Dataset content:
----

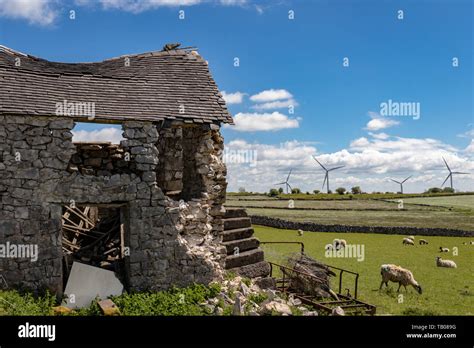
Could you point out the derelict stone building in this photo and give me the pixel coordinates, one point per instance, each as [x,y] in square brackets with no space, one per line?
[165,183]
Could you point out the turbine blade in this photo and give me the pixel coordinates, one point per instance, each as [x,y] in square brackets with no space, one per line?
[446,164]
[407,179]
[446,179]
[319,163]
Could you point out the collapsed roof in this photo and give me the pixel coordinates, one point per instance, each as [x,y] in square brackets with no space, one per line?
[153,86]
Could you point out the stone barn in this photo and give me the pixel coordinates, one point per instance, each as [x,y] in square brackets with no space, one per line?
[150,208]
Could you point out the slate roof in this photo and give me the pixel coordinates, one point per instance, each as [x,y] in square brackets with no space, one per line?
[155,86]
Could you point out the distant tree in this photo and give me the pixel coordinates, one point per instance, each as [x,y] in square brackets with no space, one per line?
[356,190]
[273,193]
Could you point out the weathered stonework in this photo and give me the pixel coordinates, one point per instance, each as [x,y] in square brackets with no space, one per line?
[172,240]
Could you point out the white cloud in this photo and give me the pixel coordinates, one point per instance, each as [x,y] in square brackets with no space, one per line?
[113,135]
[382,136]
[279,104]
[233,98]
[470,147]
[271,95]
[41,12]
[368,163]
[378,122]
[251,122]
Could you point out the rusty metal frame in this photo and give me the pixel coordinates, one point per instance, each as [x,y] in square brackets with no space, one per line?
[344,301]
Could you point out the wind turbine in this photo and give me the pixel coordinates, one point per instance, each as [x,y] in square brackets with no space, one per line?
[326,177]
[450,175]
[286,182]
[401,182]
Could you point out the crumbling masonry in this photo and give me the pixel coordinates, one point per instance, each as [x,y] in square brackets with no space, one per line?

----

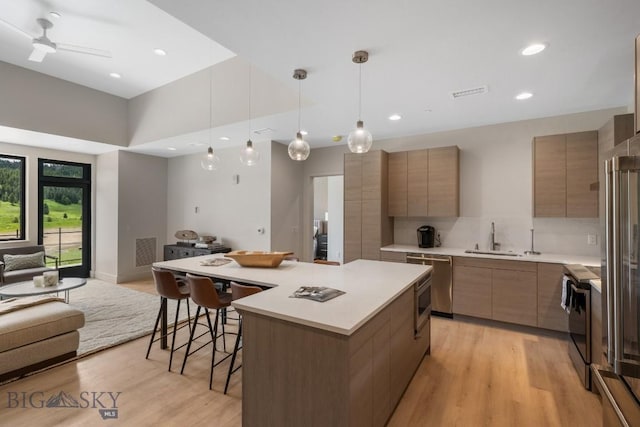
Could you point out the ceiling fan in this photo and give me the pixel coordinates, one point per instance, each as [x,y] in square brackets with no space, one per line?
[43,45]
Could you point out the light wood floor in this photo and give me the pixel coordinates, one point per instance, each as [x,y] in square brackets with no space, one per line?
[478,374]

----

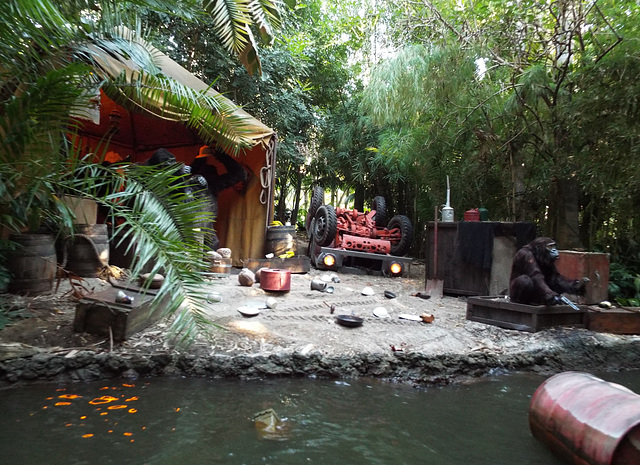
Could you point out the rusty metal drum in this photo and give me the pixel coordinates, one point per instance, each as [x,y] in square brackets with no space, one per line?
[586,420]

----

Prompt: Report every line in the rows above that contains the word "metal", copying each such line in full.

The solution:
Could you point out the rusty metal frame in this photo and give me the pixel coordinates, one point per instance, each as [x,y] in square brackets with no space, one per line?
Could you point out the rusty metal drum in this photo and give me the pixel coordinates, one point per instance, each as [x,y] in square brackets with no space, one per line?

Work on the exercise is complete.